The input —
___

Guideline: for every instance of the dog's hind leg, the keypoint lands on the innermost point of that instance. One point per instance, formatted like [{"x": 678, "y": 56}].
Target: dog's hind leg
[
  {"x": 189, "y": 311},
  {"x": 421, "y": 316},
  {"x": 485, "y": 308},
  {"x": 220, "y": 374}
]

___

What this task involves —
Present every line of the items above as a numbered list, leaving out any blank lines.

Task output —
1. Guideline: for every instance of the dog's hind leg, the keypoint lands on the innermost point of that instance. One point per instance, formatted like [{"x": 678, "y": 56}].
2. Target: dog's hind leg
3. [
4.   {"x": 189, "y": 311},
5.   {"x": 421, "y": 316},
6.   {"x": 485, "y": 308},
7.   {"x": 220, "y": 374}
8. ]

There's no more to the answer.